Data extract:
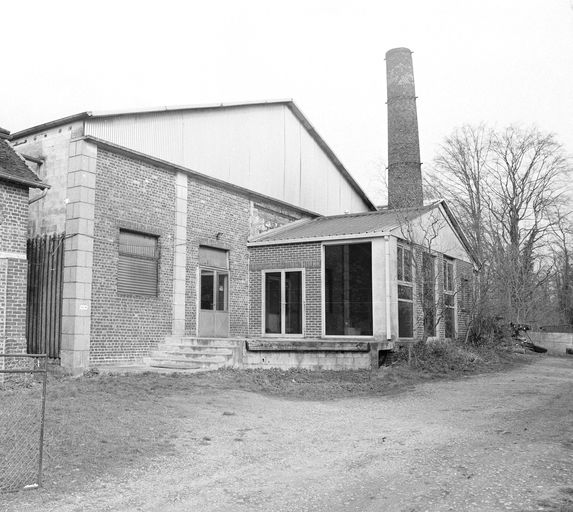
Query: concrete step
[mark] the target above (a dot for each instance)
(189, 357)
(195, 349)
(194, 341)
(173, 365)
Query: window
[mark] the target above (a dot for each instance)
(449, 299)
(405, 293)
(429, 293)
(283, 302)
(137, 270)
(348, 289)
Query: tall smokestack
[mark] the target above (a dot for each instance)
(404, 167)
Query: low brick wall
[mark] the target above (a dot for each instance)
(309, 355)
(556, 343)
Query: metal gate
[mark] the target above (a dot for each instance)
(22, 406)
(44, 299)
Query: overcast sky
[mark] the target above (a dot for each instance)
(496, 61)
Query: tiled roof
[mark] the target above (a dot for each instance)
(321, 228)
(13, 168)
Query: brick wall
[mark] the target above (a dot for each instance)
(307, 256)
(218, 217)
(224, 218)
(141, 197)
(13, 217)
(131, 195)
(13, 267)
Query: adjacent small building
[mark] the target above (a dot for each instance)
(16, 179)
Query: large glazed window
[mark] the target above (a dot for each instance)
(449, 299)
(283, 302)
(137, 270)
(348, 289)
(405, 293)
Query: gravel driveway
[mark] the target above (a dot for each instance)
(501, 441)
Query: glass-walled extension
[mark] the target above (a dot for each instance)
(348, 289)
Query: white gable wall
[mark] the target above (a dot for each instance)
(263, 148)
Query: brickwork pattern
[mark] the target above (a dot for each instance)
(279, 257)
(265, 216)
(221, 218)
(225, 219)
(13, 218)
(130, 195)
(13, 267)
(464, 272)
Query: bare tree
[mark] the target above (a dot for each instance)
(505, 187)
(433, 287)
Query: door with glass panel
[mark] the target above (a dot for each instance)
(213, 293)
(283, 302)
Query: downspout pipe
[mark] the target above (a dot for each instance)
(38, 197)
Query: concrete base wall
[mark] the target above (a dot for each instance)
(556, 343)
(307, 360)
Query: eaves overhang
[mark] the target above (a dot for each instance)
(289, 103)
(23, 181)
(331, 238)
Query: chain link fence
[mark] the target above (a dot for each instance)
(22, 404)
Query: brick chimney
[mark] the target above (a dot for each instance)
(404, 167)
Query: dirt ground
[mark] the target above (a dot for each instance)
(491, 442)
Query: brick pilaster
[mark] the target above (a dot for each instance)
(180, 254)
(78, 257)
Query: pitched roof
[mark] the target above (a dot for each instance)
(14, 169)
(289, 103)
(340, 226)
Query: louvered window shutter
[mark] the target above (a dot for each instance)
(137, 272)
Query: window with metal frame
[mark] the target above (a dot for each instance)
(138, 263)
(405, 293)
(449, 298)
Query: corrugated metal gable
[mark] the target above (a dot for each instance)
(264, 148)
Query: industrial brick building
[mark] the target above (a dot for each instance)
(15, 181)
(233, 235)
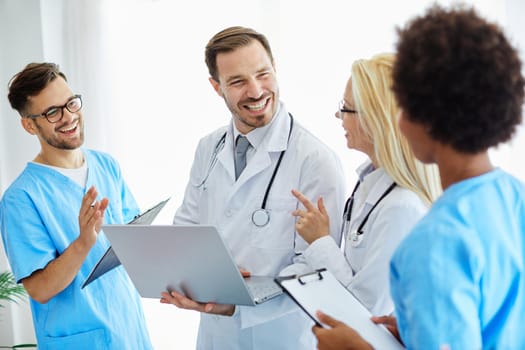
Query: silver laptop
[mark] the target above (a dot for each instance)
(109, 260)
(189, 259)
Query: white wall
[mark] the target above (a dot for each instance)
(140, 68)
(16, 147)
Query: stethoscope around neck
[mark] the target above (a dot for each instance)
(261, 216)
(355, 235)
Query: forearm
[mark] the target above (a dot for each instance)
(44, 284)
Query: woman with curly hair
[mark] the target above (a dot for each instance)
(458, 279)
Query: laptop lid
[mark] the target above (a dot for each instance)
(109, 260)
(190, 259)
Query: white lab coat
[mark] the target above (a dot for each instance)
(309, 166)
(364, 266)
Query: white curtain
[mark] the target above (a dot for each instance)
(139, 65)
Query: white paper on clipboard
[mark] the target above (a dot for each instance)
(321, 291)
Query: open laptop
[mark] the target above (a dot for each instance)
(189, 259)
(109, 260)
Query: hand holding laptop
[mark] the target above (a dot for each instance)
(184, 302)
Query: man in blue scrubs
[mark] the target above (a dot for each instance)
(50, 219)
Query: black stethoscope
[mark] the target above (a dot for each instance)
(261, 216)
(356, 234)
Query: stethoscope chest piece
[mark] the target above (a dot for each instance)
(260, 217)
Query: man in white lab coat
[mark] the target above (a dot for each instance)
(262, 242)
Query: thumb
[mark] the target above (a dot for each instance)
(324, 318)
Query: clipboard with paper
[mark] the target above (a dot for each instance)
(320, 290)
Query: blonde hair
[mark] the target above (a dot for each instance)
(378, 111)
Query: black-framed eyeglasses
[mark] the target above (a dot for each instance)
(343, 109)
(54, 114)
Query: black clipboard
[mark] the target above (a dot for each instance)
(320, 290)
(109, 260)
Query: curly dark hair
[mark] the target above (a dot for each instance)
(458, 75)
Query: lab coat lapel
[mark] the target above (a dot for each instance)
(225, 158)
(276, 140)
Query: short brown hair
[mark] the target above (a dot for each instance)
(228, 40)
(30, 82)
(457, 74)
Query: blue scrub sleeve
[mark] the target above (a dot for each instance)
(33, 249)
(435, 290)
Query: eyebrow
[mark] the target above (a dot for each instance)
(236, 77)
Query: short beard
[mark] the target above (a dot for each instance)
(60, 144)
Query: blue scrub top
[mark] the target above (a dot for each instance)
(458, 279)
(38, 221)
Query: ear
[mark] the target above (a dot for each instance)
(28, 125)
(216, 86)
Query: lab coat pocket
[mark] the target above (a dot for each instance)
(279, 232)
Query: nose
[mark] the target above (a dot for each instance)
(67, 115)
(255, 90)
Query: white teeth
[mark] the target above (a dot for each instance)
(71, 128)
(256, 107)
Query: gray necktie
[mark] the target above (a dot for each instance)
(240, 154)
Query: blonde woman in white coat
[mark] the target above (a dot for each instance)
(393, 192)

Your objective:
Word for word, restate the lines above from the line containing "Query: black clipboard" through the line containing "Query: eyebrow", with both included and nothing else.

Response:
Query: black clipboard
[mark] the target above (a dot for each instance)
(320, 290)
(109, 260)
Query: curly dark hair
[mark] the target above (a dot for each instance)
(458, 75)
Query: lab coat lapel
[mark] the target above (a dot for each instance)
(225, 158)
(276, 140)
Query: short brown hair
[mark] the target above (a dot for each instance)
(228, 40)
(30, 82)
(457, 74)
Query: blue scrub sleeve
[mark] the target above (a dot for each instance)
(33, 249)
(435, 290)
Query: eyebrow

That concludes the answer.